#### SET PROBLEM:
Please rewrite the rows below with "rowboat" substituted for "gondola", keeping everything else the same.

#### DATA:
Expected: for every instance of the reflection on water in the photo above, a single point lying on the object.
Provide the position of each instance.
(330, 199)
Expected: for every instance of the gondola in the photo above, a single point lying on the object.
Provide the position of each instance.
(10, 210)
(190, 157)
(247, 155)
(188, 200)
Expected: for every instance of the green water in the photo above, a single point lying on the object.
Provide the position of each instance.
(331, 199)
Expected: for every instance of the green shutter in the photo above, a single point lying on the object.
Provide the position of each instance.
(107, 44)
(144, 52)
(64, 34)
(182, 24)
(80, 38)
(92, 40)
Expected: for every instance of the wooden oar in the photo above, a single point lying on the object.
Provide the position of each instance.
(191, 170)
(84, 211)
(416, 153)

#### RIGHT ANSWER:
Expected: for every instance of the reflection on water in the photo above, a single point lying on the object.
Provide the position of each instance.
(330, 199)
Expected: for every instance of the rowboat in the photo above, a single point lying on the object.
Provide the position of each instance.
(10, 210)
(190, 157)
(247, 155)
(188, 200)
Expected: for every instance of the green water in the photo above, a single point lying on the object.
Provide the position of each instance.
(331, 199)
Expected: for every instance of the green shutter in the photo above, a single point lying on the object.
Provide the position of each instance.
(107, 44)
(144, 52)
(64, 34)
(182, 24)
(80, 38)
(92, 40)
Expected: for every instance of the wooden oar in the photo above, a single point lying on the object.
Provide the position of each instance.
(191, 170)
(84, 211)
(416, 153)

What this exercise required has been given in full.